- **Task goal**:
Copy out all of the data below with no alterations.

- **Records contained in a dataset**:
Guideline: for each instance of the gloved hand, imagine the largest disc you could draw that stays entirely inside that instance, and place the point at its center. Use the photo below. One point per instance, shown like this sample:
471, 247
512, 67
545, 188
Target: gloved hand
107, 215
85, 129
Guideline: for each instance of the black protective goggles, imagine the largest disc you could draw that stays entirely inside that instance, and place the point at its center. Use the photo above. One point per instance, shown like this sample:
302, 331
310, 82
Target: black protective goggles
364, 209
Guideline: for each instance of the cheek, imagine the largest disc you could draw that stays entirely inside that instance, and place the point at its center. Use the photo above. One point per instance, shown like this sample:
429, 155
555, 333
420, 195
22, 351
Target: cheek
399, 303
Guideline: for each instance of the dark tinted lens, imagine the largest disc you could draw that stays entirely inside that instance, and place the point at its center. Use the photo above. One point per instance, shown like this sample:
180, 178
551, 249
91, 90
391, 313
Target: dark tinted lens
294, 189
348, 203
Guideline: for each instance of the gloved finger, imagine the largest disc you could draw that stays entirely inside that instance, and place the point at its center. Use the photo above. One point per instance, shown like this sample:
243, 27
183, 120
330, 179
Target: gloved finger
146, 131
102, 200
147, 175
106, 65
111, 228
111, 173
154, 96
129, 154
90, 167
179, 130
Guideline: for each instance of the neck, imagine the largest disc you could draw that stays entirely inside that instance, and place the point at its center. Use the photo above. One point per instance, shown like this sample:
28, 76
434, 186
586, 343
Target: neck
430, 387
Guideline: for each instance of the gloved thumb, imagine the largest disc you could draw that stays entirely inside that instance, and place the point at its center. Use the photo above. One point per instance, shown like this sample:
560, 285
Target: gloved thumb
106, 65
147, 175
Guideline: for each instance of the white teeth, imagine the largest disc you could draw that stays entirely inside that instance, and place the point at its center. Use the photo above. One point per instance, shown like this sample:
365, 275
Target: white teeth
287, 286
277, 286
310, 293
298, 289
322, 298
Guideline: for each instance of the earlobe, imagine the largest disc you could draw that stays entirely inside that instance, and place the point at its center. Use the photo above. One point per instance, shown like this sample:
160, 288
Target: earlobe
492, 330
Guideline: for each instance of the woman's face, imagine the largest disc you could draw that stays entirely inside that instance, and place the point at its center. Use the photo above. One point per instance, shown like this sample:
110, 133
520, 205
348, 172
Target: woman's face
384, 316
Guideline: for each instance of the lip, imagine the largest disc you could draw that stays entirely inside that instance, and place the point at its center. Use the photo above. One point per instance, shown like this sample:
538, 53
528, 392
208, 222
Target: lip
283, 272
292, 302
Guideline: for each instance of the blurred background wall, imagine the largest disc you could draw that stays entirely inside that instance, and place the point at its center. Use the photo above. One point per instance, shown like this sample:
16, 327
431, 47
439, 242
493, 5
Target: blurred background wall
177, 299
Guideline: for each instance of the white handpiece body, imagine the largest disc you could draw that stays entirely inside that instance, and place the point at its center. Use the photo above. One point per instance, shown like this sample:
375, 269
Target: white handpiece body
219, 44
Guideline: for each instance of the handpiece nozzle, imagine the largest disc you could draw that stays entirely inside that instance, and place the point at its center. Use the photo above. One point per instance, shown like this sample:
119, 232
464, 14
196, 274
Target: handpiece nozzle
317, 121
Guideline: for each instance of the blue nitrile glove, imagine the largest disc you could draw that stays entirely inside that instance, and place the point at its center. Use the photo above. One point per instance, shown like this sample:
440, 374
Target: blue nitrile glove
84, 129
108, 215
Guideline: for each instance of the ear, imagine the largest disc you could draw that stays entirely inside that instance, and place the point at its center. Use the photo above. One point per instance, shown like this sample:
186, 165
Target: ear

- **Full output**:
Guideline: for each instance of the gloved hand, imagine the largest disc you could draw that stays entirely inside that instance, and place the point at its center. Use the photo below. One point per instance, shown like this sample:
471, 247
512, 67
545, 188
Target: gloved hand
107, 215
85, 129
Guideline: for each instance of the black protective goggles, imagine the largest disc you could draw that stays entirely inside that instance, and place the point at its center. Use the photo above. One point per instance, shown like this sample:
302, 331
310, 82
Target: black protective goggles
364, 209
Guideline: for each instance of the cheek, imagine the largest disc you could draw that stays entirely inside that instance, and place the point at its center. Use the photo above. One point per instance, shown like this sample:
429, 155
555, 333
420, 195
22, 351
Target: cheek
399, 303
Guideline: for each instance of the dark tinted lens, imagine the largest disc you could draw that stays entirely inside that instance, and place the point at its center. Use the photo above. One point per instance, shown like this sample:
180, 178
551, 249
91, 90
391, 313
Target: dark tinted lens
294, 189
348, 203
Guideline: for each instance of the gloved finger, imagine the largest disc you could draw that stays entirely inside that instance, and place the point at its center. Use the photo above. One point per instance, shown like this sample:
243, 27
183, 120
330, 179
Target: gloved finger
146, 131
102, 200
147, 175
106, 65
111, 228
111, 173
154, 96
129, 154
90, 167
179, 130
Guideline: for each instance of the neck, imagine the largest disc you could draw that stays entirely inside that instance, and place the point at its center. Use the photo above. One point per instance, shown like this sample:
28, 76
434, 186
586, 343
Target: neck
430, 387
Guideline: for each instance of the gloved thumb, imagine the largest disc you could draw that stays entirely inside that instance, and place the point at its center. Use the photo above. One point per instance, shown like this sample:
560, 285
Target: gloved thumb
106, 65
147, 175
Guideline: for each instance of the white teeth, imagine the largest disc you could draw that stays entirely inside that instance, and place the point at its center. Use the photo above. One point per instance, shown like this sample:
365, 275
Target: white teeth
287, 286
277, 286
310, 293
298, 289
322, 298
Guideline: for each instance of the earlobe, imagine the largest disc you could draw that stays entirely inside that instance, and place the point at its center. Use the photo above. One point per instance, shown like this sample:
160, 288
Target: earlobe
492, 330
Guideline: for each instance of the woman's face, imagine the largest disc you could draw that stays entirely inside that instance, and place the point at its center. Use the photo above. One point per instance, shown like this sample:
110, 133
520, 205
348, 172
Target: woman's face
384, 316
Guideline: for each instance of the lip, imagine the largest disc you could draw that stays entirely inside that instance, and place the point at its center. Use the photo above. One point per instance, shown like this sample:
538, 53
528, 392
208, 222
Target: lip
283, 272
292, 302
Guideline: for each instance of the blurred background wall, imagine the largest disc you could draw that stays entirely inside that instance, and place the point at its center. Use the photo above. One point per instance, shown like this sample:
16, 327
431, 47
439, 242
493, 5
Target: blurred background wall
177, 299
Guideline: for each instance of the white handpiece body, imagine the largest disc you could draw that stays entirely inside that instance, and place the point at its center. Use the photo above. One point per instance, shown like this sample:
375, 269
Target: white handpiece body
219, 44
Guideline: for each instance of the handpiece nozzle, imagine the largest disc you could draw that stays entirely inside that instance, and place the point at its center. Use the photo above. One point per instance, shown like this sample:
119, 232
464, 14
196, 274
Target: handpiece nozzle
317, 121
Guideline: for each instance of the blue nitrile glove, imagine the largest disc you could draw that stays entirely inside that instance, and place the point at its center. Use the photo above. One point per instance, shown like this sample:
440, 374
Target: blue nitrile glove
84, 129
108, 215
Guideline: for each instance of the ear, imagine the largest disc you could draw that stays entirely inside that instance, and place the point at its center. Use the photo above. One point per instance, shown like this sample:
186, 165
Target: ear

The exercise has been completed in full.